▶ DATA LISTING
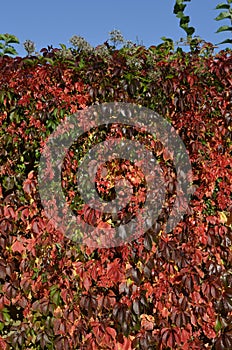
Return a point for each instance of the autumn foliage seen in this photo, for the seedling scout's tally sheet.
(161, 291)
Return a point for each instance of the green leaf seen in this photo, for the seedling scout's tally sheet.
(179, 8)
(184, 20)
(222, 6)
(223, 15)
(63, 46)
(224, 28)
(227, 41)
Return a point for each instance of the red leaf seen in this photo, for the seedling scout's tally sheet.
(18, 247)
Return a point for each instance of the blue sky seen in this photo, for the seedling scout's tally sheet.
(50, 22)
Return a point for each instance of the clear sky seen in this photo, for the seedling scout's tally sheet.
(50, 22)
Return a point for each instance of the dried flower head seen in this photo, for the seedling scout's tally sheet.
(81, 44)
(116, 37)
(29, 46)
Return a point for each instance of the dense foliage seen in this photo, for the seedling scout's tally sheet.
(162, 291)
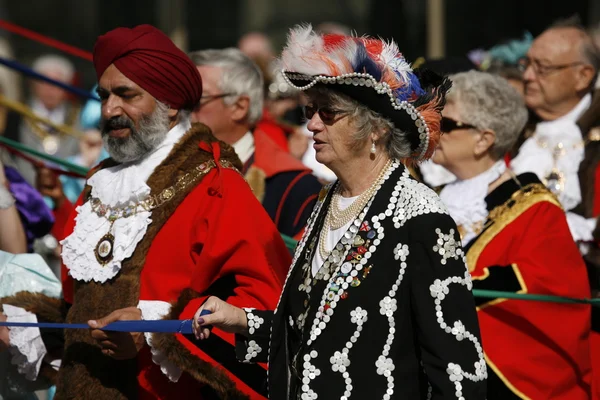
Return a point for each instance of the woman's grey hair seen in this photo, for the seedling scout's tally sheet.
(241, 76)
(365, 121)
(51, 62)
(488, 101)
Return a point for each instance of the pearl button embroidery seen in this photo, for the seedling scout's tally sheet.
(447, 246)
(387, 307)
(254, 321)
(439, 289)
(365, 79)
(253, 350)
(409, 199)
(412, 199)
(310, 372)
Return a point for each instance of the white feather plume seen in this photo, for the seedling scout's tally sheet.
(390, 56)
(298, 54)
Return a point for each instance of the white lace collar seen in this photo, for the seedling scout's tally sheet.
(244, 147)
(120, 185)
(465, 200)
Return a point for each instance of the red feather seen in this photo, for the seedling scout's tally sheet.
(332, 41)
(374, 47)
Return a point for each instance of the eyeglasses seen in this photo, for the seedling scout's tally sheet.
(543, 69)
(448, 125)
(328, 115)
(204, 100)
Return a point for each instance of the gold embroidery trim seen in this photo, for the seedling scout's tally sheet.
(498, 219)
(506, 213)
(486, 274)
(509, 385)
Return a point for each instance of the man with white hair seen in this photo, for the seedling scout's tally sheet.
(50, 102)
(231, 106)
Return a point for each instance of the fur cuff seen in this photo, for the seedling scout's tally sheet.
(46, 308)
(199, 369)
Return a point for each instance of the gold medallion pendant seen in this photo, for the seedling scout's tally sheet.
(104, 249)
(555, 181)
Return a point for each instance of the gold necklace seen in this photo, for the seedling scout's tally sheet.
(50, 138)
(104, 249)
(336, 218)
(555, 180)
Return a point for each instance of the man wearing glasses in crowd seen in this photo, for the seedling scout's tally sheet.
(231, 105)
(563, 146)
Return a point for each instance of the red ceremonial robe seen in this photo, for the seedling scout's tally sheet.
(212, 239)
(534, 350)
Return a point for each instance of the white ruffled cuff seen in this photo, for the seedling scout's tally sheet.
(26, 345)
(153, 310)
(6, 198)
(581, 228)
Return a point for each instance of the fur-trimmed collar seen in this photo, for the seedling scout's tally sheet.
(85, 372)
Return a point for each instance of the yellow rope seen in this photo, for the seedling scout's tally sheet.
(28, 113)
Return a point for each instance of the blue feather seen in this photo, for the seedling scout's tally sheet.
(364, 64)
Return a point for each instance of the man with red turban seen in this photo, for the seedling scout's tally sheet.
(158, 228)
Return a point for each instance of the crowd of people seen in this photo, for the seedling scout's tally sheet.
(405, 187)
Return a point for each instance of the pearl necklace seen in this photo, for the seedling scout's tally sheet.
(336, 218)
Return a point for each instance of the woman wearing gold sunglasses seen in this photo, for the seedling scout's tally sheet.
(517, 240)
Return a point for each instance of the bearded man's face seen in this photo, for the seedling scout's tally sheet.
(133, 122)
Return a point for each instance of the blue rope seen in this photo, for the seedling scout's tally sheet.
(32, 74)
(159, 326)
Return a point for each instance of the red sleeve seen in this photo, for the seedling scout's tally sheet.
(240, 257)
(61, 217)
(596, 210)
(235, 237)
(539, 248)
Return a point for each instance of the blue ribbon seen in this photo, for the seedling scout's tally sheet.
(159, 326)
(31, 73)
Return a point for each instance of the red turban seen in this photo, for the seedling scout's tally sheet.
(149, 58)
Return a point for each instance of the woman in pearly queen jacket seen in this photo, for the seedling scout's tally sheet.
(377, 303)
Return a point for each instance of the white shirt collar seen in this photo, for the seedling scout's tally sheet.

▶ STATED PROBLEM
Output the records above exactly; leave out the pictures.

▶ RESULT
Return a point for each instance of the autumn foliage seen in this photo, for the seedling scout's tally sheet.
(161, 291)
Return a point for each instance of the green leaf seen in this photo, for the seedling scout's tally sheet.
(179, 8)
(184, 20)
(222, 6)
(223, 15)
(63, 46)
(224, 28)
(227, 41)
Return a point for each instance of the red leaf seen in this photo, for the seedling scout's tally sheet.
(18, 247)
Return a point for each instance of the blue sky seen in this photo, for the seedling scout's tally sheet.
(50, 22)
Return a point for each instance of the clear sky seen in this photo, for the seedling scout's tally sheet.
(50, 22)
Return a point for each instance of the dried flower head seen in this photo, for the seedling scout's tally sheet.
(81, 44)
(116, 37)
(29, 46)
Return a point for each instance of the dense foliage seen in this photo, for the seedling scout's tally sheet.
(162, 291)
Return a point for each instance of the woman's grey hair seen in this photo, for the seedling scout's tally sheet.
(241, 76)
(365, 121)
(51, 62)
(488, 101)
Return a point for each instance of the pearl button embroidery seen in this photo, for the seedling scout's tally sheet.
(447, 246)
(387, 307)
(254, 321)
(439, 289)
(365, 79)
(253, 350)
(409, 199)
(412, 199)
(310, 372)
Return a point for each instance of the white feather plume seen in this photo, for the seedling scout's tally sheet.
(390, 56)
(298, 54)
Return a point for each instance of the white lace collar seen in this photo, for the seedling scout's tally sheet.
(244, 147)
(120, 185)
(465, 200)
Return a point for each instance of the red feather seen in this photo, for the seedling scout's tally sheet.
(332, 41)
(374, 47)
Return a point for each instance of the eyeglasses seen in this photo, for the seedling scout's tally sheet.
(543, 69)
(448, 125)
(328, 115)
(204, 100)
Return a point for each instance of the gold embroidery trim seen in this photo, for the seedling scout's tally sheet.
(498, 219)
(506, 213)
(486, 274)
(509, 385)
Return a point for each instance of the man with white hair seen in this photo, for the seedling scout's tally sheet.
(50, 102)
(231, 106)
Return a point for each instance of the fur cuff seen in this photo, for the seedling scout's tally sheet.
(46, 308)
(199, 369)
Return a point for each instance of the gold medallion pendant seen in this photo, for the seedling scout's tally sheet.
(104, 249)
(555, 181)
Return a point for each instance of the gold necklace seen in this photo, for the seedling scout's tally sheet.
(50, 138)
(104, 249)
(336, 218)
(555, 180)
Return a point for each instance of the man wearing glasses in crowd seen in this photo, for the seedling scout's tally sheet.
(231, 105)
(563, 146)
Return a point for each instance of the red ceremonial robe seen in this photo, for the seedling scout's tally sheet.
(212, 239)
(534, 350)
Return a point for each instance of the white ruffled cuff seen in this photo, for the seedling scout's tally sheet.
(26, 345)
(153, 310)
(6, 198)
(581, 228)
Return a point for each instance of the fur-trimmed collar seen in this photo, for the seedling scout's tally sheet.
(85, 372)
Return a point for each instance of the yellow rope seen in this photo, for the seedling scout's tally sheet.
(28, 113)
Return a point for each instance of the blue feather seen in this photo, for the seedling scout's tally sheet.
(364, 64)
Return a point for each instance of the man with red turban seen in this photo, for the seedling scout's tally sheet.
(158, 228)
Return a point for each instance of the crowd of people seen in this photo, for the seedling scout's tally sheet.
(405, 187)
Return a point for each instance of the pearl necklace seen in this photo, for the seedling scout's tally sheet.
(336, 218)
Return a point for each instance of the woman wearing gold sunglasses seen in this photo, for the seedling scout's tally sheet.
(517, 240)
Return a point for each instance of the bearded man's face seen in this photo, for the seedling scout's tally sheet.
(133, 122)
Return a point for each instance of the blue rope seen in this photo, for the seedling scout's tally sheet.
(32, 74)
(159, 326)
Return a point for each instance of the red sleeve seen in this photo, for the seedling scout's tally sheet.
(240, 257)
(61, 217)
(596, 210)
(235, 237)
(539, 248)
Return a point for each instance of the blue ribbon seen in this photo, for the seedling scout's tally sheet.
(159, 326)
(31, 73)
Return a point for each instance of the red turban seen in this photo, for the seedling scout's tally sheet.
(149, 58)
Return a point for each instance of the woman in pearly queen jacket seen in this photo, for the seedling scout's tally sheet.
(377, 303)
Return a point for each instance of the white shirt collar seen in this photo, for the seedling scout's tally sheet.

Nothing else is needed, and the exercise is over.